+++ Recorded information

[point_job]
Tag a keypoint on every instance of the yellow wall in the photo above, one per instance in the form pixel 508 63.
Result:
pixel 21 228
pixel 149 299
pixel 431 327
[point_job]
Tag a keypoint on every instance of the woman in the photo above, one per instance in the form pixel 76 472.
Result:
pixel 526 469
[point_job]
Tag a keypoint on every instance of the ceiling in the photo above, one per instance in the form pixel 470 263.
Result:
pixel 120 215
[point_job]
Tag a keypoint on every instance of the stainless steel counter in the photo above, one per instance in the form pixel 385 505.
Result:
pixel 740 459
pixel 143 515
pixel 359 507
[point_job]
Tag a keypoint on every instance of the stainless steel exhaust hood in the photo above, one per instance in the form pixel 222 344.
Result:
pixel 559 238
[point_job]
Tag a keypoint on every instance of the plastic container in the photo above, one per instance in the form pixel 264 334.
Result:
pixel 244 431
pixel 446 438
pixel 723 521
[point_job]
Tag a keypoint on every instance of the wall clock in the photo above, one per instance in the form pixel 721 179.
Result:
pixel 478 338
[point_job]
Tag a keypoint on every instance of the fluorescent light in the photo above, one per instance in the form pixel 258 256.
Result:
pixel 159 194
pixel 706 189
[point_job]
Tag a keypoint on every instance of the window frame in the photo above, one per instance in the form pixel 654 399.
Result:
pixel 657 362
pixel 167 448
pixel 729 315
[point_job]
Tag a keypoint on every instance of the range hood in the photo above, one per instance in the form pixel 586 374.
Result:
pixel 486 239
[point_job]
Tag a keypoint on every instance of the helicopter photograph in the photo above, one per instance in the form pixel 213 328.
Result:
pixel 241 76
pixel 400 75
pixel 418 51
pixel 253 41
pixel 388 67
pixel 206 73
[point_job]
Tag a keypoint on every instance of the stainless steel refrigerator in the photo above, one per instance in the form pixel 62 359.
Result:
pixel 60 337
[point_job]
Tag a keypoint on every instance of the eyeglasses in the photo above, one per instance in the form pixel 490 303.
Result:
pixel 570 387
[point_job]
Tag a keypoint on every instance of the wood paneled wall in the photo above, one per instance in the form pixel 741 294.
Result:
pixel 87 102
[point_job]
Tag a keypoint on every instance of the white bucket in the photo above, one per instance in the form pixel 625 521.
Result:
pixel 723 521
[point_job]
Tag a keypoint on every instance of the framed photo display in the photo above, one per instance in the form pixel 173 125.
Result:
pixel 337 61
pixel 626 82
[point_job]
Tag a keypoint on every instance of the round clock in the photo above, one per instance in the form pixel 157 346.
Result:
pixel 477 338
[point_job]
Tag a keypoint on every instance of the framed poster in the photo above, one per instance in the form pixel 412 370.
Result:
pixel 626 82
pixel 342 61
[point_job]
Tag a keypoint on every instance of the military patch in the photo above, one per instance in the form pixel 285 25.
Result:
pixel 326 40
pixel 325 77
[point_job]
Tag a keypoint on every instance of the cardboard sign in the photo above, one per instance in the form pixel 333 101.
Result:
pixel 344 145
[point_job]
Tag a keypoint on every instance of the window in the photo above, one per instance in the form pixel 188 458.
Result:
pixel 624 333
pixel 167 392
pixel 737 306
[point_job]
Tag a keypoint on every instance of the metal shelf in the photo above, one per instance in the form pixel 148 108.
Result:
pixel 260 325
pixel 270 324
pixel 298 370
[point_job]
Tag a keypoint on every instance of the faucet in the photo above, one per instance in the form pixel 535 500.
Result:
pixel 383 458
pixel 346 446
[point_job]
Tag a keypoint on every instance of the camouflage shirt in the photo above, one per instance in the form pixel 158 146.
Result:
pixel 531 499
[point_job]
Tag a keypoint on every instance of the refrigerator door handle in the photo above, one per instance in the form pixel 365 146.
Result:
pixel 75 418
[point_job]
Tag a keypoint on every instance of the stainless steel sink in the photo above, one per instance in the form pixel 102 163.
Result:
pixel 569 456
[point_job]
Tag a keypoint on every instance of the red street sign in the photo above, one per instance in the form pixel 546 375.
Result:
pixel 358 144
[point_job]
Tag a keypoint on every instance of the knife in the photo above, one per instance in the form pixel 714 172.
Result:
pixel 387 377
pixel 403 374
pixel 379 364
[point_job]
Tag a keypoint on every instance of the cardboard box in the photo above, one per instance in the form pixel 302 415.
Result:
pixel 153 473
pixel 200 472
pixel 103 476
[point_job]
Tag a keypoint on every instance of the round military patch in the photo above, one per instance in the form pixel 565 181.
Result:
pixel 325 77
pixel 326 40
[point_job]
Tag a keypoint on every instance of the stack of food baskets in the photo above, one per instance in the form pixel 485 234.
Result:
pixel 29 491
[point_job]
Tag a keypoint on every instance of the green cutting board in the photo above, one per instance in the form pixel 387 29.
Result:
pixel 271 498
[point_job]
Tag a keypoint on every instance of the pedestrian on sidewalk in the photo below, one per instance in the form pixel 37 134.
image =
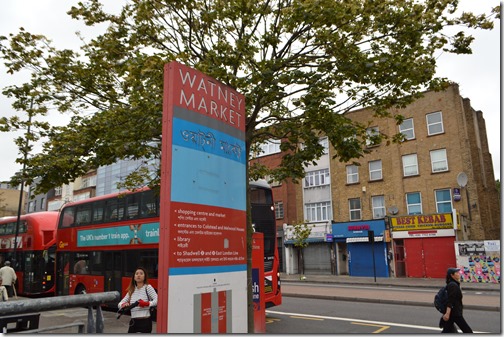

++++++

◆ Your goal
Pull out each line of the records that contains the string "stainless", matching case exactly.

◆ Full solution
Tag a keypoint on every instance of the stainless steel counter in the photo above, one per instance in the form pixel 385 505.
Tag a keypoint on every instance of the stainless steel exhaust hood in the photo above, one per instance in the form pixel 222 344.
Tag a keypoint on every instance of the stainless steel refrigerator in the photo above, one per instance in the form pixel 62 359.
Tag a keypoint on every instance of the stainless steel sink in the photo above, one per instance in the form pixel 102 163.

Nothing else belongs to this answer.